- _Your instructions_
Rewrite these records with "wet shirt" replaced by "soaked shirt" everywhere it appears, and leave everything else unchanged.

'''

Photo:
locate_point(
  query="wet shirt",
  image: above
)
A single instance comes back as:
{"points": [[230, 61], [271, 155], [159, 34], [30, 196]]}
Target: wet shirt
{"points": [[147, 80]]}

'''

- _Output of the task_
Photo:
locate_point(
  query="soaked shirt",
  image: above
)
A single instance comes back as:
{"points": [[230, 61], [271, 155], [159, 34], [30, 196]]}
Target: soaked shirt
{"points": [[147, 80]]}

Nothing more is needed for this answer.